8 Şubat 2025

Güncel Haberler ve Son Dakika Gelişmeleri – Ordu Ajans

Ordu Ajans ile ekonomiden magazine, spordan teknolojiye güncel haberler ve son dakika gelişmeleri parmaklarınızın ucunda!

Anadolu rockın efsanesi anılıyor: Sürgün ve dönüş

Anadolu rock müziğinin öncülerinden Cem Karaca, sanatçı bir ailede doğdu, Batı müziğiyle başladığı kariyerinde Anadolu ezgileriyle yükseldi. Siyasi olaylar nedeniyle sürgün yaşadı, 1987’de yurda döndü. 2004’te hayatını kaybeden usta sanatçı, eserleriyle ölümsüzleşti.

İstanbul’da 5 Nisan 1945’te dünyaya gelen Cem Karaca, Ermeni asıllı opera sanatçısı Toto Karaca (Irma Felekyan) ile Azeri tiyatrocu Mehmet İbrahim Karaca’nın oğlu olarak doğdu. Küçük yaşlardan itibaren müziğe yönelen Karaca, Anadolu rock müziğinin kurucularından biri olarak kabul edildi.

§ Verilen Bilgiler
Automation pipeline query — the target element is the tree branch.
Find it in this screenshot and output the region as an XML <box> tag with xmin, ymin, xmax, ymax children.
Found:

§ Görevler
a - Cem Karaca haberinde “Anadolu rockın efsanesi” sözlerinin geçtiği yerden başlayan ve “sanatçı, eserleriyle ölümsüzleşti.” sözleriyle biten bölümü kelimesi kelimesine yazın.
b - Cem Karaca haberini bittiği yerden devam ettirin.

§ Görevlere Göre Cevaplar
a -
Anadolu rockın efsanesi anılıyor: Sürgün ve dönüş

Anadolu rock müziğinin öncülerinden Cem Karaca, sanatçı bir ailede doğdu, Batı müziğiyle başladığı kariyerinde Anadolu ezgileriyle yükseldi. Siyasi olaylar nedeniyle sürgün yaşadı, 1987’de yurda döndü. 2004’te hayatını kaybeden usta sanatçı, eserleriyle ölümsüzleşti.

b -
MÜZİĞE ADIMI VE GENÇLİK YILLARI

Müzik yeteneğini ilk fark eden annesi oldu. 6 yaşında müzik eğitimi almaya başlayan Karaca, Robert Koleji’ne kaydoldu. Küçük yaşlarda tiyatro ile tanışmasına rağmen, mühendis ya da doktor olmayı hedefliyordu. Ancak “Suadiyeli Nesrin” isimli bir genç kızı etkilemek için şarkı söylemesi, müzik kariyerine ilk adımı atmasına vesile oldu.

Beyoğlu Spor Kulübü’nde arkadaşlarının ısrarıyla sahneye çıkarak profesyonel müzik hayatına başladı. İlk olarak “Dinamitler” ve “Jaguarlar” gruplarıyla rock and roll şarkıları seslendirdi.

BABASINDAN ÖNEMLİ TAVSİYE: “BURALARIN MÜZİĞİNİ YAP”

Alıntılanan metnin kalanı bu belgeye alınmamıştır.